--- TASK TO CARRY OUT ---
Could you copy, word for word, only the lines from the one containing "Can you find the cardboard box on" through the last line of the records below, both included?
#####
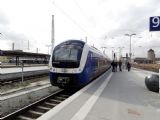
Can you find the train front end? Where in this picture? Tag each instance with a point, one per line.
(66, 66)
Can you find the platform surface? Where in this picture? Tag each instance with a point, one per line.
(114, 96)
(19, 69)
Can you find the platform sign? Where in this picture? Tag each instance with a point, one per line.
(154, 23)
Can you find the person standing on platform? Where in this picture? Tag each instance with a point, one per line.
(113, 66)
(116, 63)
(128, 66)
(120, 65)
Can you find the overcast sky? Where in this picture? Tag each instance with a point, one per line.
(104, 22)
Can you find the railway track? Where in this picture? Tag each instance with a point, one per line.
(14, 80)
(35, 110)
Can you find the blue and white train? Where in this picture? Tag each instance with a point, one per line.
(74, 64)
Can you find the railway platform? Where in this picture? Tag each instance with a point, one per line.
(8, 74)
(113, 96)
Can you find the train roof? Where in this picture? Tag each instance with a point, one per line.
(79, 42)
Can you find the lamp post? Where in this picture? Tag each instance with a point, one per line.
(130, 36)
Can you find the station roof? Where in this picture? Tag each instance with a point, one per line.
(20, 53)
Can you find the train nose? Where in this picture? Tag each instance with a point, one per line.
(63, 80)
(152, 82)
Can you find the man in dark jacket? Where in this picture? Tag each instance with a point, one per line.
(120, 65)
(113, 66)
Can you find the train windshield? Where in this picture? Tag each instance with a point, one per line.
(67, 56)
(67, 53)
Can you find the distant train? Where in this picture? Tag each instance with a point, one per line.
(74, 64)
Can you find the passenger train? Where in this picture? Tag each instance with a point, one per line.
(74, 64)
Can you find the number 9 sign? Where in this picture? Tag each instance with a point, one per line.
(155, 23)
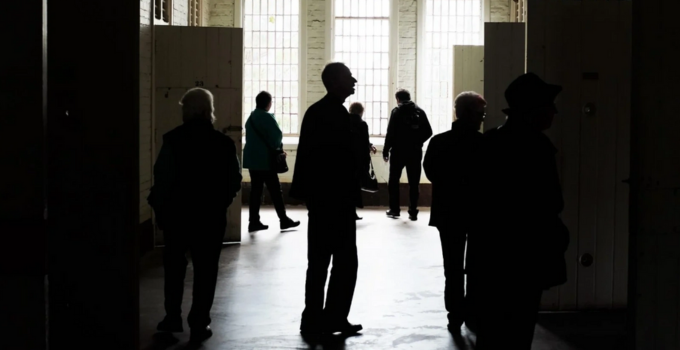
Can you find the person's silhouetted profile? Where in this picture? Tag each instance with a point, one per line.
(449, 165)
(362, 144)
(326, 178)
(196, 178)
(264, 137)
(407, 131)
(519, 249)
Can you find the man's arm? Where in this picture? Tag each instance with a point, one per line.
(235, 176)
(431, 163)
(427, 128)
(390, 135)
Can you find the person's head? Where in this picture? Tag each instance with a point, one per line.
(357, 108)
(532, 101)
(338, 80)
(470, 108)
(197, 104)
(402, 96)
(263, 101)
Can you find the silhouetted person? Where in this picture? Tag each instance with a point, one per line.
(519, 250)
(449, 164)
(326, 178)
(196, 177)
(407, 131)
(263, 137)
(363, 144)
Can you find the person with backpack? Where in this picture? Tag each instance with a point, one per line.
(263, 137)
(407, 131)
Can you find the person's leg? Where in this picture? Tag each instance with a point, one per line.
(205, 255)
(454, 291)
(396, 168)
(174, 264)
(413, 172)
(271, 180)
(257, 179)
(344, 273)
(318, 260)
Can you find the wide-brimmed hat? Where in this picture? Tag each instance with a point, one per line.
(529, 92)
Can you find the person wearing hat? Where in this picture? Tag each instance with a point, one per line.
(517, 249)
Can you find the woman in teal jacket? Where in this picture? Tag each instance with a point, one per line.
(263, 135)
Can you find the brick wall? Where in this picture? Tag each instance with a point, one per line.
(145, 86)
(180, 12)
(220, 13)
(500, 10)
(316, 49)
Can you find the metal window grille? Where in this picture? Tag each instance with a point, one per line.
(447, 23)
(362, 42)
(195, 7)
(162, 10)
(271, 30)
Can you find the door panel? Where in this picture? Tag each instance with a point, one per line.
(585, 47)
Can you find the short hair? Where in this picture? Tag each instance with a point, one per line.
(466, 102)
(331, 72)
(197, 103)
(403, 95)
(263, 99)
(356, 108)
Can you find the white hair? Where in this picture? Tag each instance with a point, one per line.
(466, 102)
(197, 103)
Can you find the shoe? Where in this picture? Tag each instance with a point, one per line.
(413, 214)
(199, 335)
(257, 226)
(393, 214)
(345, 329)
(289, 223)
(171, 325)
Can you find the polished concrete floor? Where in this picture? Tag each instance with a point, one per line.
(398, 298)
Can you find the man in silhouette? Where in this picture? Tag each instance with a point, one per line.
(326, 178)
(407, 131)
(449, 164)
(519, 248)
(196, 179)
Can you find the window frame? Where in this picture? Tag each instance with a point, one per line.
(302, 57)
(421, 50)
(169, 10)
(393, 58)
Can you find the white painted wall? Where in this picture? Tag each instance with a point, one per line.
(180, 17)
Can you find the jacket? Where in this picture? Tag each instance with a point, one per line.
(196, 177)
(326, 174)
(520, 237)
(449, 165)
(400, 135)
(256, 152)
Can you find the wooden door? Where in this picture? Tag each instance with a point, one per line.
(585, 47)
(504, 60)
(211, 58)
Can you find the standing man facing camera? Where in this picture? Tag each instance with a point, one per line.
(407, 131)
(326, 176)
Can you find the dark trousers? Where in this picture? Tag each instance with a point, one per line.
(453, 250)
(412, 161)
(332, 233)
(205, 246)
(509, 317)
(258, 179)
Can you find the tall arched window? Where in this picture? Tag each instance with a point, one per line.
(271, 58)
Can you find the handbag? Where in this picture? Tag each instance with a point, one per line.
(277, 160)
(369, 183)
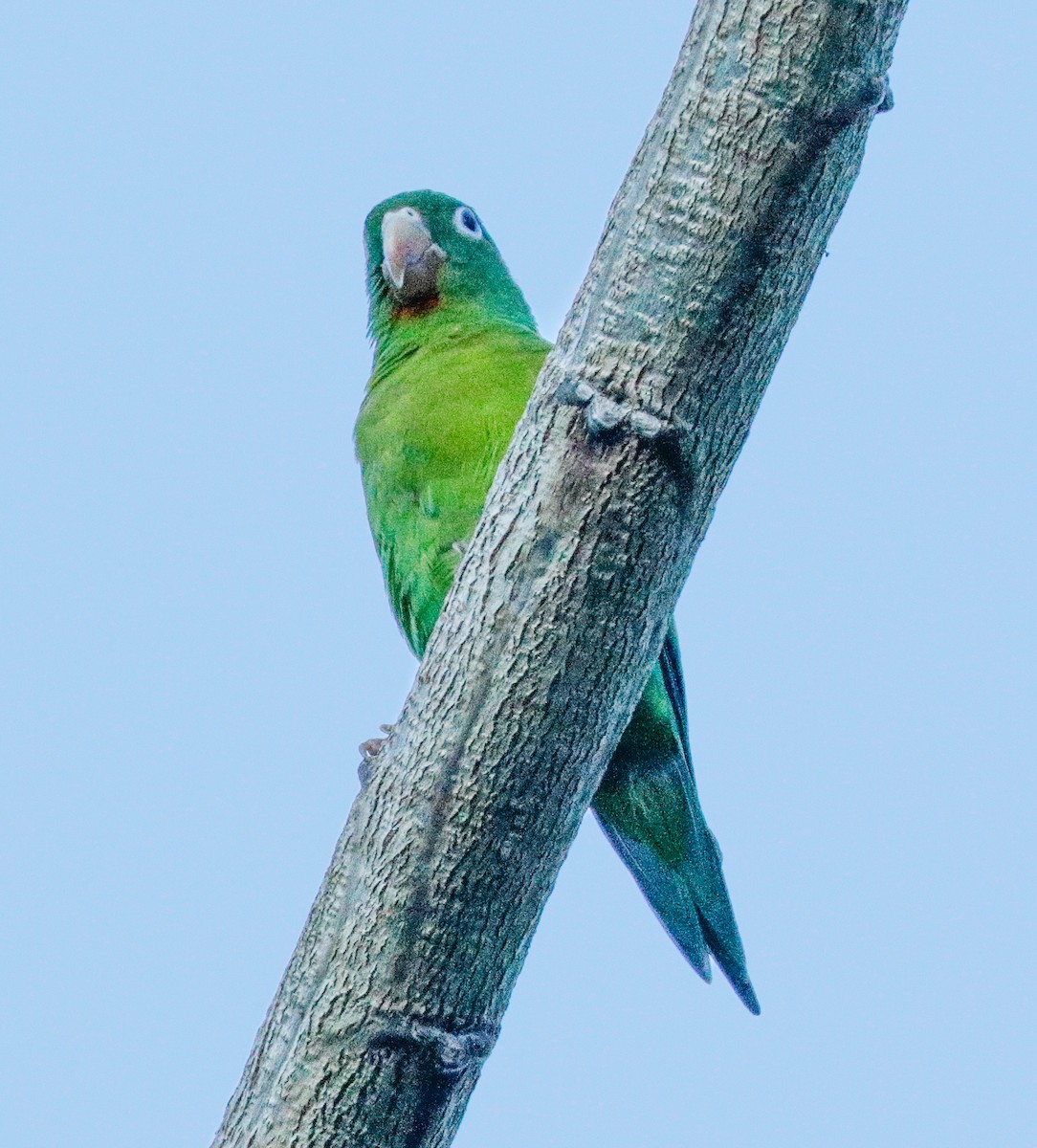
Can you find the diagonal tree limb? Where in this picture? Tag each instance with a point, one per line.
(395, 992)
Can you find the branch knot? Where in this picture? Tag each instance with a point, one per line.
(452, 1051)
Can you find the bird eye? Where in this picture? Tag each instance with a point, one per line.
(465, 222)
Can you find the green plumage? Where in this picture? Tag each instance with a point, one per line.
(454, 363)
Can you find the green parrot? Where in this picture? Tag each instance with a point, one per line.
(456, 355)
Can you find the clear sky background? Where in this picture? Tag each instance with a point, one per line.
(195, 636)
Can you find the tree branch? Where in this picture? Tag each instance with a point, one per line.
(395, 992)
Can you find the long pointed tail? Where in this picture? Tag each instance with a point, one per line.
(648, 806)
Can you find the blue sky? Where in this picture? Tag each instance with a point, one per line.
(195, 637)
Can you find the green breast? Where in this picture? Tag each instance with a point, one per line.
(430, 433)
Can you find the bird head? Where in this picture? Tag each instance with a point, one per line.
(429, 252)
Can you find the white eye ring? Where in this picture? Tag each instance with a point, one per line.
(466, 222)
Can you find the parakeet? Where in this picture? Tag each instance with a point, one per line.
(456, 355)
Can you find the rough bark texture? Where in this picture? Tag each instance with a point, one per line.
(396, 990)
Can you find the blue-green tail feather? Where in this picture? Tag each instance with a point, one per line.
(648, 806)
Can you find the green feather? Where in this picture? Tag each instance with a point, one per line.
(451, 380)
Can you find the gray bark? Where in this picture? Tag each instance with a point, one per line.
(395, 992)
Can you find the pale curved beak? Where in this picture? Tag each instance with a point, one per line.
(411, 259)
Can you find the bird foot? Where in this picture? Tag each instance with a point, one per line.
(370, 751)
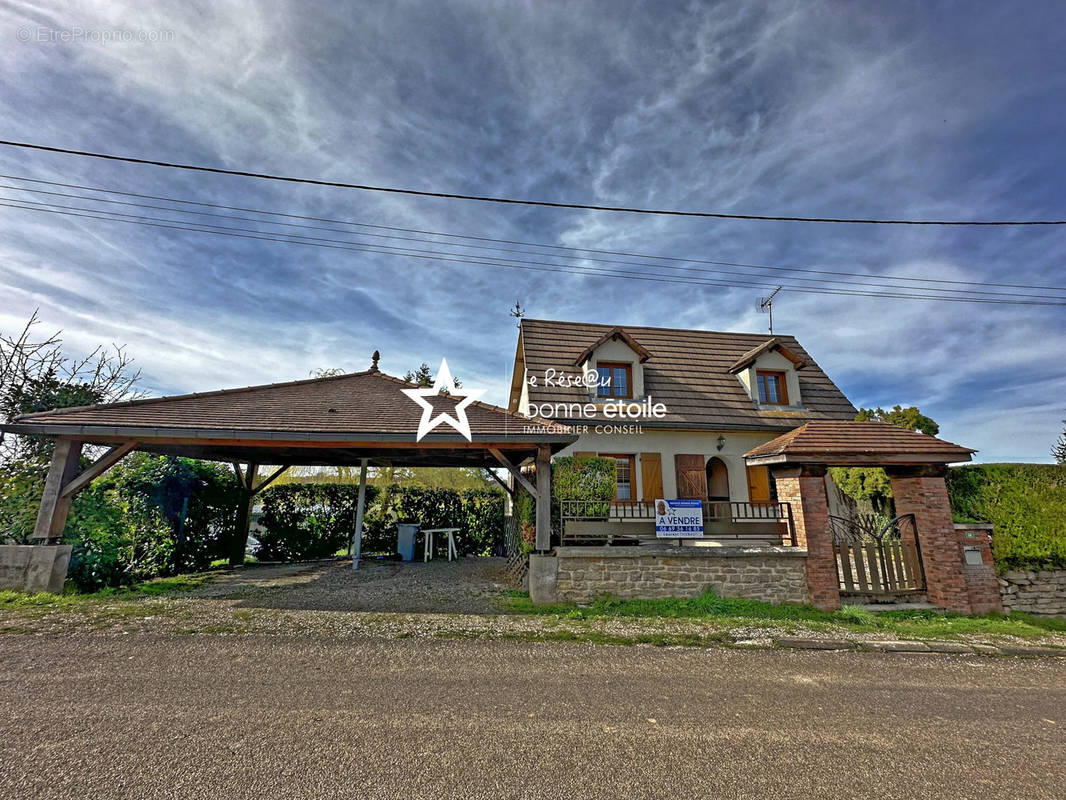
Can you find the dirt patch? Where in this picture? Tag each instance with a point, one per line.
(466, 586)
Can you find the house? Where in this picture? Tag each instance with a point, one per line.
(717, 396)
(738, 428)
(746, 426)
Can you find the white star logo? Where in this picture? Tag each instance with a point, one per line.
(445, 381)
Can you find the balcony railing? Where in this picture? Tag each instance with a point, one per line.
(727, 517)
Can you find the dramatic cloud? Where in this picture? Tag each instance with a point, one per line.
(834, 109)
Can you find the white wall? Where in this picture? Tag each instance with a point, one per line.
(672, 443)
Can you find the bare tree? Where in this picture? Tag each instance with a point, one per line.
(1059, 448)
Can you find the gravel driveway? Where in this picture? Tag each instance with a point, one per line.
(467, 586)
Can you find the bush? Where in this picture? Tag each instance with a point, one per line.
(134, 522)
(1027, 504)
(315, 521)
(307, 521)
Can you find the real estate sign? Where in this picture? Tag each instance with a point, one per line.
(679, 518)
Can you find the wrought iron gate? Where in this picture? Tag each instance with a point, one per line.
(877, 559)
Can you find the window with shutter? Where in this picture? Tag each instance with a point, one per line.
(691, 478)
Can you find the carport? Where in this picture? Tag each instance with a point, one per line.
(361, 418)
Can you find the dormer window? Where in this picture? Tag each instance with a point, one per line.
(615, 380)
(773, 387)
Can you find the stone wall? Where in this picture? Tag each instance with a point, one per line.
(771, 574)
(30, 568)
(1038, 592)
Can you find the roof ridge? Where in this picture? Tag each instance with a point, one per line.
(653, 328)
(53, 413)
(191, 395)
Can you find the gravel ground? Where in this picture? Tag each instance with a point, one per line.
(459, 600)
(468, 586)
(148, 716)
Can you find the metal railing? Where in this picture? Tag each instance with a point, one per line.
(714, 511)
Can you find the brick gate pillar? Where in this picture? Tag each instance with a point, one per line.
(804, 488)
(922, 492)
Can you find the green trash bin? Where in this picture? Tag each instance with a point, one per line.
(405, 540)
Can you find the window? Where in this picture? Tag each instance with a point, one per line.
(625, 468)
(615, 380)
(773, 388)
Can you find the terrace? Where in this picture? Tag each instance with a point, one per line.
(596, 521)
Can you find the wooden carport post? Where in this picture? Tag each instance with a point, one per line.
(54, 505)
(247, 495)
(357, 543)
(544, 498)
(540, 491)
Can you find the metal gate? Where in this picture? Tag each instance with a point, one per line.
(874, 558)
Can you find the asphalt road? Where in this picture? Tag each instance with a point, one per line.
(142, 716)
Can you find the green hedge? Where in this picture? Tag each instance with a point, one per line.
(302, 521)
(572, 478)
(134, 522)
(1027, 504)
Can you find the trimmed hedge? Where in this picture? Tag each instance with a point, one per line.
(1027, 504)
(147, 516)
(307, 521)
(572, 478)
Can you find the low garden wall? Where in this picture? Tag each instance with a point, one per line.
(1035, 591)
(582, 574)
(29, 568)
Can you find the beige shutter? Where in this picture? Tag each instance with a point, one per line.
(758, 484)
(651, 477)
(691, 477)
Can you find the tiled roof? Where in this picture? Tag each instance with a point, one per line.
(838, 443)
(361, 402)
(688, 371)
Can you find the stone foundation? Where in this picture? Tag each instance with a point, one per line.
(770, 574)
(30, 568)
(1037, 592)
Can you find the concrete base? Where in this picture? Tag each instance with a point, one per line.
(34, 568)
(543, 579)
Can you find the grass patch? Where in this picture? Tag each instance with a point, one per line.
(46, 602)
(709, 607)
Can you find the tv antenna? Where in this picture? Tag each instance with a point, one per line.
(765, 305)
(517, 313)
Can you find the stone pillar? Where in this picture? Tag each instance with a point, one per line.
(921, 491)
(804, 488)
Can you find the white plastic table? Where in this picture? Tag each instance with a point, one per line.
(452, 552)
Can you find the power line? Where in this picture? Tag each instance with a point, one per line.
(653, 277)
(791, 269)
(817, 282)
(515, 202)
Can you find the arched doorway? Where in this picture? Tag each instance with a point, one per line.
(717, 480)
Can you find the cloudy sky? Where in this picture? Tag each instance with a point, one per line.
(862, 110)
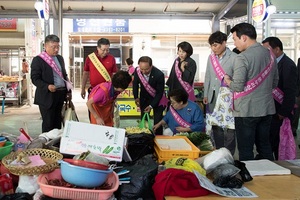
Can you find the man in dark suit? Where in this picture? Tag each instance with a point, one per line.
(49, 75)
(287, 84)
(297, 110)
(146, 76)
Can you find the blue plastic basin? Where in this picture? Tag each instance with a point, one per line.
(82, 176)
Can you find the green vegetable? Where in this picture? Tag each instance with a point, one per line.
(106, 149)
(109, 150)
(196, 137)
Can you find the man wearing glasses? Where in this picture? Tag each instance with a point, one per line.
(48, 74)
(99, 66)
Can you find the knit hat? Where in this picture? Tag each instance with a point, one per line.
(177, 182)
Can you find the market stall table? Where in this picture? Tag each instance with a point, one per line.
(265, 187)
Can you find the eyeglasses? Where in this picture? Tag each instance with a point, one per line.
(104, 50)
(173, 102)
(55, 47)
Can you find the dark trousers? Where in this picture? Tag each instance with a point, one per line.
(89, 113)
(275, 134)
(157, 116)
(52, 116)
(296, 117)
(223, 137)
(250, 131)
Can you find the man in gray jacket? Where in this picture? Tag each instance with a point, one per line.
(217, 95)
(255, 75)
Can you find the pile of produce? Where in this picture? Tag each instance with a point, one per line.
(135, 130)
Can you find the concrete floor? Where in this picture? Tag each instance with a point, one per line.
(28, 117)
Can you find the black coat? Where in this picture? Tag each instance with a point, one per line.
(157, 81)
(288, 84)
(41, 77)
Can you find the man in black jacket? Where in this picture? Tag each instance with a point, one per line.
(49, 75)
(287, 84)
(297, 110)
(144, 99)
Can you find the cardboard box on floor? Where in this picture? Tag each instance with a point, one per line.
(80, 137)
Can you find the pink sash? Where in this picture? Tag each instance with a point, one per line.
(278, 95)
(163, 101)
(179, 119)
(257, 81)
(53, 65)
(187, 87)
(220, 73)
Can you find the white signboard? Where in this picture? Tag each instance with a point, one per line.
(105, 141)
(46, 9)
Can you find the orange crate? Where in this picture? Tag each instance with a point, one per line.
(167, 154)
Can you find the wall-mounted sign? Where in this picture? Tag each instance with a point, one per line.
(8, 24)
(46, 9)
(259, 10)
(100, 25)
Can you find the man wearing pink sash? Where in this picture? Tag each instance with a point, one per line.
(255, 75)
(183, 115)
(183, 71)
(148, 89)
(49, 75)
(287, 85)
(217, 95)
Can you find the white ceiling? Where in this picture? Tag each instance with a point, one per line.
(129, 9)
(145, 9)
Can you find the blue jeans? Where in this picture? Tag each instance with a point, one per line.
(250, 131)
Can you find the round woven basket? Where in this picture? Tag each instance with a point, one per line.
(49, 157)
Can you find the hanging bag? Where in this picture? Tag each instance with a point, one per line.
(287, 145)
(68, 112)
(141, 144)
(144, 124)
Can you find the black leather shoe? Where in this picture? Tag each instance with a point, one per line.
(244, 173)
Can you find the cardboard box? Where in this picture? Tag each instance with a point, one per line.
(105, 141)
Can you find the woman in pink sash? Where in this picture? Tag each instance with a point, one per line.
(183, 115)
(131, 68)
(102, 98)
(183, 70)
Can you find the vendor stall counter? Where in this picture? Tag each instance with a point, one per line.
(281, 187)
(10, 89)
(127, 107)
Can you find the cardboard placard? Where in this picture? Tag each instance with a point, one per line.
(105, 141)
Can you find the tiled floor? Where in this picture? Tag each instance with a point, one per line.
(28, 117)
#####
--- FINAL RESULT ---
Can you find the cardboard box on floor? Where in this picture? Tag each instance with a point, one per line.
(80, 137)
Can you find the pink sash? Where in this picture? Tag each instance with a point, one per line.
(278, 95)
(163, 101)
(179, 119)
(257, 81)
(53, 65)
(187, 87)
(220, 73)
Can you find the white signboard? Where in this picture? Tag each instance with a point, one per line.
(105, 141)
(46, 9)
Can you find the orange crate? Where in this picture? Tag each instance with a point, one per line.
(167, 154)
Can you find the wall-mounted sign? Where in this picture? Tag each instance with a point, one per line.
(8, 24)
(46, 9)
(259, 10)
(100, 25)
Can you find the man wearing pink sash? Where in this picture? Tag each instance with a point, one per line.
(255, 75)
(183, 115)
(183, 71)
(148, 89)
(49, 75)
(287, 85)
(217, 95)
Can you find the white ceiling? Where in this picture? Tag each instance with a point, one per line.
(129, 9)
(145, 9)
Can you find the blue jeans? Where in this picture? Tag each instance with a point, one per line.
(250, 131)
Can you find the round woven basket? Where in this picture? Tag each instance with a point, one per line.
(49, 157)
Can you find the hanging bag? Where in this picture? Tag each instance with a point, one per line.
(287, 145)
(68, 112)
(141, 144)
(144, 124)
Can you find the black leather shoe? Where in this picture? Tag each instance with a point, one per line.
(244, 173)
Can you find the cardboard box? Where in this picture? Tag each instance with a point, one per line.
(105, 141)
Can you find the woman in pink sash? Where in this picture? Tag each instance with a point, one per line.
(183, 115)
(131, 68)
(102, 98)
(183, 70)
Can you find the vendor stall counter? Where in this picture? Tag each instance with a point, one per line.
(281, 187)
(10, 89)
(127, 107)
Can you find the cardboard placard? Where in this picture? Tag each instance with a point, one per line.
(105, 141)
Can you find the tiled floor? Where in this picture? Tag each instance with a point, one per line.
(28, 117)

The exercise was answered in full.